Set task ▸
Rewrite each of the rows below, swapping "Drop a point" for "Place a marker" and keeping everything else the same.
..........
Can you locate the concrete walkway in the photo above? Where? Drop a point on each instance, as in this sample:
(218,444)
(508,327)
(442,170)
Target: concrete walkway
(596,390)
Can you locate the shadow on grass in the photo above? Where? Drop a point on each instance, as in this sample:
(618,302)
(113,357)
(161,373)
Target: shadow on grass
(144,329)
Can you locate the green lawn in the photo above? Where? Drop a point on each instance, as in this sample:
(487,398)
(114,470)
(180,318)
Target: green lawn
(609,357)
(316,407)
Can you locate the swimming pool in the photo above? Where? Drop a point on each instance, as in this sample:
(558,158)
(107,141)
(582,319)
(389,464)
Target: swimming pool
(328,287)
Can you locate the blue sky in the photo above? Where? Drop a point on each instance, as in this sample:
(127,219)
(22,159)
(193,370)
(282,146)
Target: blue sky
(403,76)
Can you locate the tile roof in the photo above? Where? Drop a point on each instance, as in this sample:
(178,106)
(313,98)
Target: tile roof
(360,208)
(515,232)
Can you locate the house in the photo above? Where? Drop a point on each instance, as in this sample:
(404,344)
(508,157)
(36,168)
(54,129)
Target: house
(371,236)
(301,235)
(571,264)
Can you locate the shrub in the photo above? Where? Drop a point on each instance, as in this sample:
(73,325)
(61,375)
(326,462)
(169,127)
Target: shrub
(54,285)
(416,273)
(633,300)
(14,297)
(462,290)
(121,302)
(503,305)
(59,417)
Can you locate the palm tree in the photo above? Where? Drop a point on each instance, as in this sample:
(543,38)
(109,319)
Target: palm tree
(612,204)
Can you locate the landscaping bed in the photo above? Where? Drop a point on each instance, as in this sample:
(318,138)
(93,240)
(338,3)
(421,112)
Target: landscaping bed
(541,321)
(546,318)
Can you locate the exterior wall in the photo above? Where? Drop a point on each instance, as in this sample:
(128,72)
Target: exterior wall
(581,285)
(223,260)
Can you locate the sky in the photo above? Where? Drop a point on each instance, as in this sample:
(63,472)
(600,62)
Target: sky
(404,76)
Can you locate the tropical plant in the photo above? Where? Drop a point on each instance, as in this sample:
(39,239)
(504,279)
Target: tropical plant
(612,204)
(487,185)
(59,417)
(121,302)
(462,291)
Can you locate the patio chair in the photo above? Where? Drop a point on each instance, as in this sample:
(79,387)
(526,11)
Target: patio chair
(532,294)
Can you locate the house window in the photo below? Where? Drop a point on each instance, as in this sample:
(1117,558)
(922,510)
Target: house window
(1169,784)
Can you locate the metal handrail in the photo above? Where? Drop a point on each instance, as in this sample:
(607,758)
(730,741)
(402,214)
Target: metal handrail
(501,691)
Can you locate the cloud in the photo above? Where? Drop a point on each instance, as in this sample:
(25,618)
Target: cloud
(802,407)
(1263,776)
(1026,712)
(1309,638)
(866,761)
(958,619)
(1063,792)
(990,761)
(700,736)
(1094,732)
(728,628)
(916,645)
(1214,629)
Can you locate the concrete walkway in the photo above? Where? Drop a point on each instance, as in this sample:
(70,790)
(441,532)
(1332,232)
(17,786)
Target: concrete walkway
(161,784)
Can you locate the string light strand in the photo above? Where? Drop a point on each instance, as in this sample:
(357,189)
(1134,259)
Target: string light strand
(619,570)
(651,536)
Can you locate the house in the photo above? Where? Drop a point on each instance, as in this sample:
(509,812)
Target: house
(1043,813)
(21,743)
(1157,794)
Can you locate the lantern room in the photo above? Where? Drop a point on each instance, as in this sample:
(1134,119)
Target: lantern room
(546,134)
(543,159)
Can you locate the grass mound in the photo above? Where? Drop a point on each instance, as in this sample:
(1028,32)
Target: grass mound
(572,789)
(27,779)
..........
Complete answer ▸
Can you locate the concrete walkway in the photo above? Where? Place a marker on each instance, as in this sample:
(218,444)
(508,327)
(442,170)
Target: concrete walkway
(596,390)
Can you locate the shadow on grass in the photo above? Where? Place a marker on each instance, as in this sample:
(618,302)
(113,357)
(161,373)
Target: shadow on grass
(144,329)
Can you locate the green lawn in the photo above? Where? Place a marker on each instance, as in this sample:
(487,398)
(114,470)
(180,318)
Target: green lawn
(609,357)
(316,407)
Can you locate the swimming pool in the photo above? Where? Place a marker on each instance, as in this sample:
(558,158)
(107,141)
(582,319)
(389,464)
Target: swimming pool
(328,287)
Can you locate the blue sky in the photo above? Where? Place a marker on each instance, as in this sample:
(127,219)
(22,159)
(193,370)
(282,146)
Target: blue sky
(403,76)
Can you locate the tile roof in the photo above? Where? Place a marker on each instance, as in this sample:
(178,106)
(313,98)
Target: tile roof
(360,208)
(515,232)
Can you locate the house in the photo above? Where? Place a marker on each instance, as in this sample:
(404,344)
(508,157)
(36,168)
(54,129)
Target: house
(371,236)
(301,235)
(571,264)
Can you locate the shrub in the photo above? Where? Place a marker on each instance, as in this sample:
(73,325)
(61,375)
(326,462)
(169,127)
Target: shrub
(54,285)
(416,273)
(633,300)
(14,297)
(462,290)
(121,302)
(503,305)
(59,417)
Can you locate the palm tree in the photo above? Where? Place a marker on each instance, as in this sample:
(543,38)
(109,319)
Target: palm tree
(612,204)
Can you locate the landscaping bed in the photo above? Where? Place a marker on each instance, as in this sample:
(318,138)
(93,240)
(338,3)
(421,112)
Target: landscaping bed
(541,321)
(546,318)
Can you locate the exterior wall in the photo above? Where? Place a marker on each instance, as in this sample:
(128,72)
Target: exterior wall
(581,285)
(223,260)
Can you locate the sky in the photo above? Where? Place a marker on each instance, as in this sample:
(63,472)
(600,62)
Target: sky
(404,76)
Can you locate the tropical plant in the photo above? Where? Place a marker on each instance, as in this sample:
(39,239)
(504,279)
Target: tropical plant
(612,204)
(487,185)
(59,417)
(121,302)
(462,291)
Can you locate the patio chair in the photo above? Where? Place a marker on each instance, as in this sample:
(79,387)
(526,11)
Target: patio chair
(532,294)
Can you locate the house window in the photo below? Where? Place a marker on each instance, as in this sample:
(1117,558)
(922,510)
Target: house window
(1169,784)
Can you locate the metal handrail in the photo above? Where? Place a marker on each instance, as in this sample:
(607,758)
(730,741)
(402,214)
Target: metal handrail
(501,691)
Can you locate the cloud in the photo above? Where? Place a marker on each instance, as in this sample:
(25,618)
Target: cloud
(802,407)
(1263,776)
(1026,712)
(1309,638)
(866,761)
(958,619)
(1063,792)
(990,761)
(700,736)
(1094,732)
(728,628)
(916,645)
(1214,629)
Can you locate the concrete walkway in the photo above? Where? Place a marker on each instance, as in this sample:
(70,790)
(441,532)
(1332,232)
(17,786)
Target: concrete walkway
(161,784)
Can you locate the string light strand in the photo above? Where? Place a marker on each instance, as in this sample:
(357,189)
(1134,259)
Target: string light strand
(619,570)
(651,536)
Can you locate the house in the photo above? Where? Place a marker on each instance, as in this sample:
(509,812)
Target: house
(1043,813)
(21,743)
(1157,794)
Can you locate the lantern room in the photo above? Where? Place a marker on each instance, as in this sample:
(1134,119)
Target: lantern room
(546,134)
(543,159)
Can you locate the grass mound in the photo above? Where? Place a marker on each instance, as in this sample:
(1028,32)
Target: grass mound
(572,789)
(27,779)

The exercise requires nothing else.